_Data items:_

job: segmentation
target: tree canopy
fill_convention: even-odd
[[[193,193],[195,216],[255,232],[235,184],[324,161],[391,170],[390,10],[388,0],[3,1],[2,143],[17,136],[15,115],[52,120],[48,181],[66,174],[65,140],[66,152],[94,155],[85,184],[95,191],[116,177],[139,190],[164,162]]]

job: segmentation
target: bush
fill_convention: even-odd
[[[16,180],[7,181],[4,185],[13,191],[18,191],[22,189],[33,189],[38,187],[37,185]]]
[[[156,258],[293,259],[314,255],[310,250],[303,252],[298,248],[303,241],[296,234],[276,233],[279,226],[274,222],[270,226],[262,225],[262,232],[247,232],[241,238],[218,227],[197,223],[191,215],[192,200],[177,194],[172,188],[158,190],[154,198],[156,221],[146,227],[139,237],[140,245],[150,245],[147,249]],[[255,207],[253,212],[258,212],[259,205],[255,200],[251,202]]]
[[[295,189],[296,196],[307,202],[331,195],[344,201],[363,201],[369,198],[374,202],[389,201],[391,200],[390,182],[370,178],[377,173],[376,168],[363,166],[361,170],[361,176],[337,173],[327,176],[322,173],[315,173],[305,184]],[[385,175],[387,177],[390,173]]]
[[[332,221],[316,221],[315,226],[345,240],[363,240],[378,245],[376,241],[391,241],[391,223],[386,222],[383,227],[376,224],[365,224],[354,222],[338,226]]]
--
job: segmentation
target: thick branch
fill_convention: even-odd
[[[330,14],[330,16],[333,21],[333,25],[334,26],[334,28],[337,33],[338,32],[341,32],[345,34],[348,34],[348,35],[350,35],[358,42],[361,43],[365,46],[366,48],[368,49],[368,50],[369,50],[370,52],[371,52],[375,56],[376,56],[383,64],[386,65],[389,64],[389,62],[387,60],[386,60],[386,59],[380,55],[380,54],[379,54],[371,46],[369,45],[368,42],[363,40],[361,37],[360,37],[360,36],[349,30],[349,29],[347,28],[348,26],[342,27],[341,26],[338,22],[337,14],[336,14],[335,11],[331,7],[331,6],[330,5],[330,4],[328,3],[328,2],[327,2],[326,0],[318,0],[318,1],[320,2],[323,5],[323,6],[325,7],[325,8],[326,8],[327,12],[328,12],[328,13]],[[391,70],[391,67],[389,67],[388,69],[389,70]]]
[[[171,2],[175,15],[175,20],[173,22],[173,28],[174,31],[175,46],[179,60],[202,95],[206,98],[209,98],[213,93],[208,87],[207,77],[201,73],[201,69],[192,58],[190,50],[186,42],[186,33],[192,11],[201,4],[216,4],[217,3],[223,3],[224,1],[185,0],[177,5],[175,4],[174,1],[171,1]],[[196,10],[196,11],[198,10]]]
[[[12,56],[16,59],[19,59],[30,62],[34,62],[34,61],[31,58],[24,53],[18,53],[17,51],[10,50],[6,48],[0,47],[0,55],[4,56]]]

_Exercise directions:_ Please state how many lines of the records contain the string "target", with case counting. Reply with the number alone.

_Output of the exercise:_ 3